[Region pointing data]
============================================================

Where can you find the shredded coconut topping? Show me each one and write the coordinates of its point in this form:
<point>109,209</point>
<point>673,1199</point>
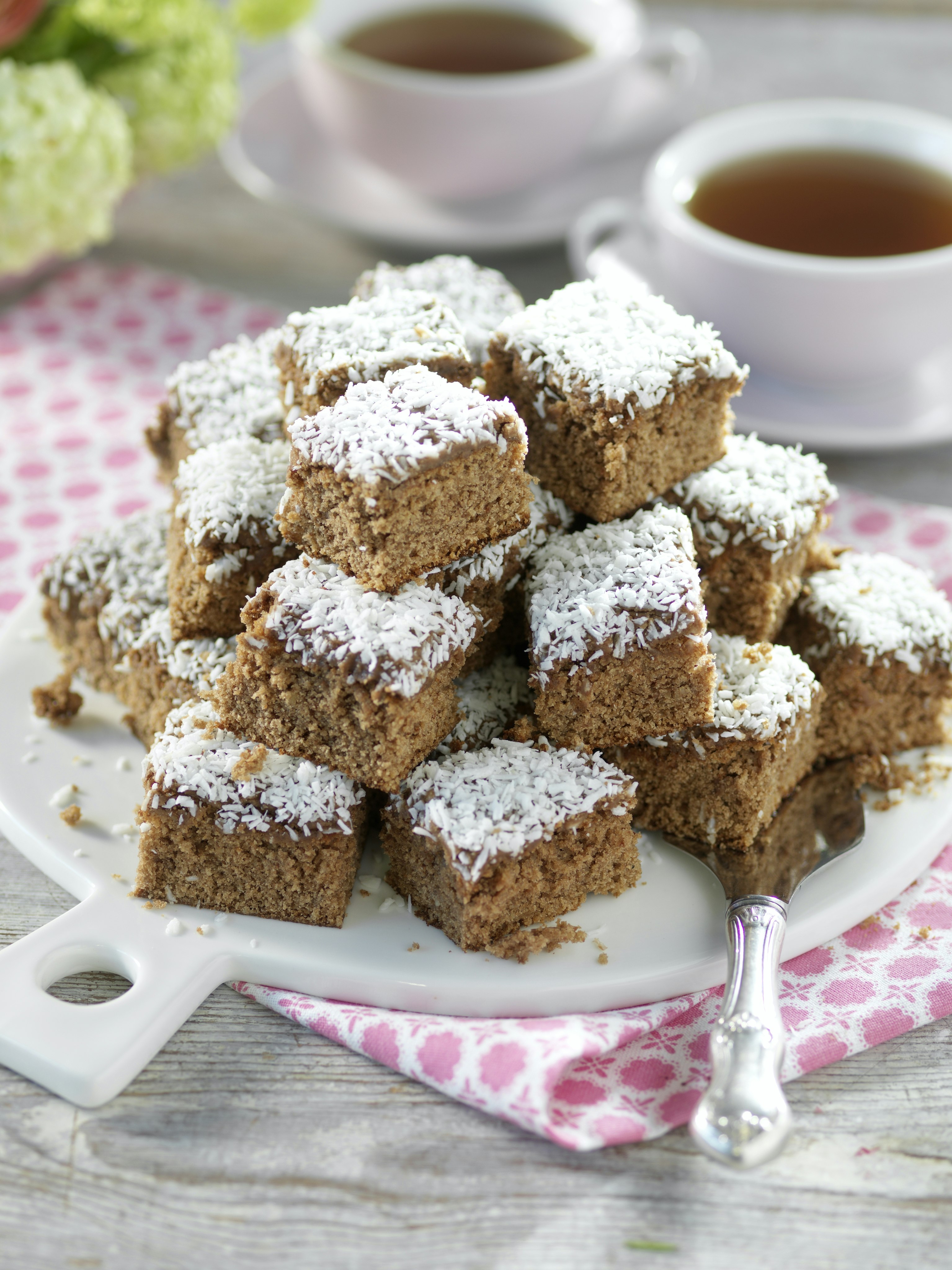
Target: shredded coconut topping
<point>612,341</point>
<point>759,689</point>
<point>489,703</point>
<point>768,495</point>
<point>395,642</point>
<point>412,421</point>
<point>366,338</point>
<point>614,587</point>
<point>120,573</point>
<point>126,561</point>
<point>506,798</point>
<point>883,605</point>
<point>230,488</point>
<point>195,761</point>
<point>232,393</point>
<point>198,662</point>
<point>480,298</point>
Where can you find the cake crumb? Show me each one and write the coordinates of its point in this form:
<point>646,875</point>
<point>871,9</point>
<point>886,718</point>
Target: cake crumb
<point>251,762</point>
<point>518,945</point>
<point>56,700</point>
<point>523,730</point>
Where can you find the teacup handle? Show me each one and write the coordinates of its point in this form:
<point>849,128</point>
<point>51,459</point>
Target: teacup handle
<point>592,237</point>
<point>677,63</point>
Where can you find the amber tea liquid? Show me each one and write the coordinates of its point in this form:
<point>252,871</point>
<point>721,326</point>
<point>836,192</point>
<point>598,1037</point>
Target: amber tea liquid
<point>828,202</point>
<point>466,42</point>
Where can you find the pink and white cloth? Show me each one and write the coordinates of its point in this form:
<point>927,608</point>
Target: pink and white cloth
<point>82,367</point>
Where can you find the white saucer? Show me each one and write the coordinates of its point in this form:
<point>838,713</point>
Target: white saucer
<point>899,415</point>
<point>278,154</point>
<point>664,936</point>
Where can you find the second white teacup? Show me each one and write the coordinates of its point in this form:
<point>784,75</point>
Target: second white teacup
<point>468,136</point>
<point>804,319</point>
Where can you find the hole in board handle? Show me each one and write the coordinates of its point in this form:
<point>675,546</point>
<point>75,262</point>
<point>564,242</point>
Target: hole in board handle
<point>89,987</point>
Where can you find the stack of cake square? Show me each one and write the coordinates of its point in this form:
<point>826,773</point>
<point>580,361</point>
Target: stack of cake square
<point>360,588</point>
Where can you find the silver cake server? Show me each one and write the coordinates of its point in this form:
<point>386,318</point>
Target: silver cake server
<point>744,1118</point>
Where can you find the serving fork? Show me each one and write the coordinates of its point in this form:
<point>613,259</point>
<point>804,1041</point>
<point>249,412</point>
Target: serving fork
<point>744,1119</point>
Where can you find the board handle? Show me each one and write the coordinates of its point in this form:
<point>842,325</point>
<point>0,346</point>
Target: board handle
<point>89,1053</point>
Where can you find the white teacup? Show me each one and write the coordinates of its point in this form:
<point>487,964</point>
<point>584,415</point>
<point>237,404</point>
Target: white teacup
<point>468,136</point>
<point>805,319</point>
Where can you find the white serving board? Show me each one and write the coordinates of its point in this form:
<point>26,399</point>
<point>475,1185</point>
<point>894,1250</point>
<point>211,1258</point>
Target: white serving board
<point>664,938</point>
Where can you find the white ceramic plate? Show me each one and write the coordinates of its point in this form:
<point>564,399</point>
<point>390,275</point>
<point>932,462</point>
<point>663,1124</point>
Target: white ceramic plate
<point>907,413</point>
<point>278,154</point>
<point>664,938</point>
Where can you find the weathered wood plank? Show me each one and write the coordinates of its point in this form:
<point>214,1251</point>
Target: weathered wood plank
<point>249,1141</point>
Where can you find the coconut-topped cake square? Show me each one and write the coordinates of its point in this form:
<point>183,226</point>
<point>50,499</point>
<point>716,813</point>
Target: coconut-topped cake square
<point>757,515</point>
<point>322,352</point>
<point>621,395</point>
<point>404,475</point>
<point>353,679</point>
<point>480,298</point>
<point>879,637</point>
<point>491,841</point>
<point>108,618</point>
<point>720,784</point>
<point>101,590</point>
<point>224,539</point>
<point>619,633</point>
<point>235,392</point>
<point>158,673</point>
<point>233,826</point>
<point>492,579</point>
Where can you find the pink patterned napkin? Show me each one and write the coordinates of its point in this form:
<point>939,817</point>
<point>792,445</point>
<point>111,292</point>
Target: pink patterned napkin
<point>82,365</point>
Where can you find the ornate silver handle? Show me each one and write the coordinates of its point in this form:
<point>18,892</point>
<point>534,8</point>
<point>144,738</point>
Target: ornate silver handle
<point>744,1119</point>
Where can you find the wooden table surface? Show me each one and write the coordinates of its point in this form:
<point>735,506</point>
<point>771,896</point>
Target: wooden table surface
<point>249,1141</point>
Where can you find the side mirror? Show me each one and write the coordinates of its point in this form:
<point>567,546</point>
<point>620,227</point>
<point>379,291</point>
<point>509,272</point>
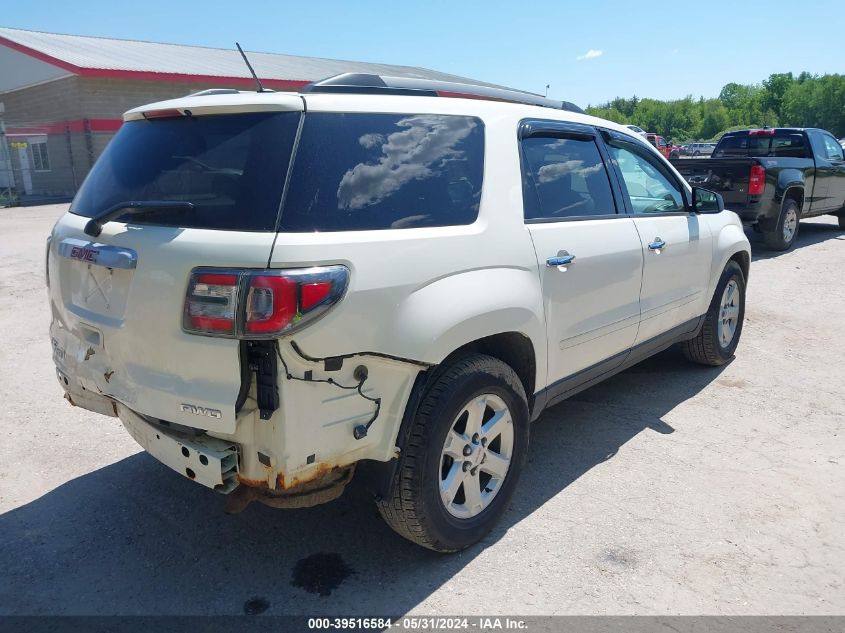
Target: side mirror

============================================================

Could you transcribe all of the data exactly and omit the pictures?

◆ EXERCISE SOLUTION
Where can you find the shredded coconut topping? Show me each one and write the coordinates of its point in this form:
<point>109,209</point>
<point>673,1199</point>
Target: shredded coconut topping
<point>612,341</point>
<point>759,689</point>
<point>489,703</point>
<point>768,495</point>
<point>395,642</point>
<point>412,421</point>
<point>366,338</point>
<point>614,587</point>
<point>120,573</point>
<point>126,561</point>
<point>506,798</point>
<point>883,605</point>
<point>230,488</point>
<point>195,761</point>
<point>232,393</point>
<point>198,662</point>
<point>480,298</point>
Where can you find the cake crumb? Show me each one and write the coordinates of its point in this form:
<point>646,875</point>
<point>871,9</point>
<point>886,718</point>
Target: cake crumb
<point>251,762</point>
<point>518,945</point>
<point>56,700</point>
<point>523,730</point>
Where can you find the teacup handle? Show me each one and write the coordinates of its point in this form:
<point>849,128</point>
<point>51,459</point>
Target: teacup handle
<point>592,237</point>
<point>677,63</point>
Where can you find the amber tea liquid? Show me each one and write the coordinates of its point in this form:
<point>252,871</point>
<point>721,326</point>
<point>836,192</point>
<point>598,1037</point>
Target: amber tea liquid
<point>828,202</point>
<point>466,42</point>
Where can you find the pink and white cloth? Show me each one and write the coordinates of its point in this form:
<point>927,608</point>
Target: pink and white cloth
<point>82,367</point>
Where can you find the white saucer? Show me each one and write the coordinates of its point in this form:
<point>838,713</point>
Target: white saucer
<point>899,415</point>
<point>278,154</point>
<point>664,936</point>
Where can you find the second white teacup? Show me each one and write the coordinates of its point in this form:
<point>784,75</point>
Target: second white teacup
<point>468,136</point>
<point>804,319</point>
Where can you find the hole in board handle? Show me each one and write the coordinates of its point in this form:
<point>675,546</point>
<point>75,262</point>
<point>564,242</point>
Target: hole in board handle
<point>89,987</point>
Where can you find the stack of cake square? Show me each one and write the coordinates of its point in this form:
<point>826,773</point>
<point>580,361</point>
Target: stack of cake square
<point>360,588</point>
Where can you find the silver cake server? Show me each one and write the coordinates of its point in this form:
<point>386,318</point>
Target: silver cake server
<point>744,1118</point>
Where can you find the serving fork? Show me each one and write the coordinates of its point in this form:
<point>613,259</point>
<point>804,1041</point>
<point>249,412</point>
Target: serving fork
<point>744,1119</point>
Where can you find the board handle? Show me each one and write the coordinates of its point in this form:
<point>842,325</point>
<point>0,346</point>
Target: board handle
<point>89,1053</point>
Where can you find the white teacup? Show me each one and write the coordinates of its point in this form:
<point>487,964</point>
<point>584,415</point>
<point>237,404</point>
Target: white teacup
<point>468,136</point>
<point>805,319</point>
Where can you find the white serving board? Show me each one and write the coordinates of its point in this form:
<point>26,399</point>
<point>475,1185</point>
<point>894,1250</point>
<point>211,1258</point>
Target: white serving board
<point>664,938</point>
Where can you find the white ceramic plate? Show me each one and write the coordinates of its point in this form:
<point>564,399</point>
<point>390,275</point>
<point>932,462</point>
<point>663,1124</point>
Target: white ceramic plate
<point>907,413</point>
<point>278,154</point>
<point>664,938</point>
Where can you find the weathered wood plank? Show me each one and write the coordinates of its point in this form:
<point>214,1251</point>
Target: weathered wood plank
<point>249,1141</point>
Where can you find the coconut-topped cake square? Show me each one and write the coordinates of its point in this form:
<point>183,226</point>
<point>50,499</point>
<point>716,813</point>
Target: coconut-topped cake square
<point>757,515</point>
<point>322,352</point>
<point>621,395</point>
<point>404,475</point>
<point>353,679</point>
<point>480,298</point>
<point>879,637</point>
<point>491,841</point>
<point>108,618</point>
<point>720,784</point>
<point>101,590</point>
<point>224,539</point>
<point>619,633</point>
<point>235,392</point>
<point>158,673</point>
<point>233,826</point>
<point>492,579</point>
Where can you find the pink patterned napkin? Show me each one and write the coordinates of its point in this form:
<point>939,817</point>
<point>792,445</point>
<point>111,292</point>
Target: pink patterned napkin
<point>82,365</point>
Where can you find the ornate silver handle? Show me each one and write the coordinates of its point in this form:
<point>18,892</point>
<point>534,8</point>
<point>144,738</point>
Target: ornate silver handle
<point>744,1119</point>
Where can you find the wooden table surface? Show me each one and write the coordinates of its point in this form:
<point>735,506</point>
<point>771,896</point>
Target: wooden table surface
<point>249,1141</point>
Where can you find the side mirror? Show me each one and write the coordinates of its point in this form:
<point>567,546</point>
<point>620,227</point>
<point>379,291</point>
<point>509,272</point>
Target: side mirror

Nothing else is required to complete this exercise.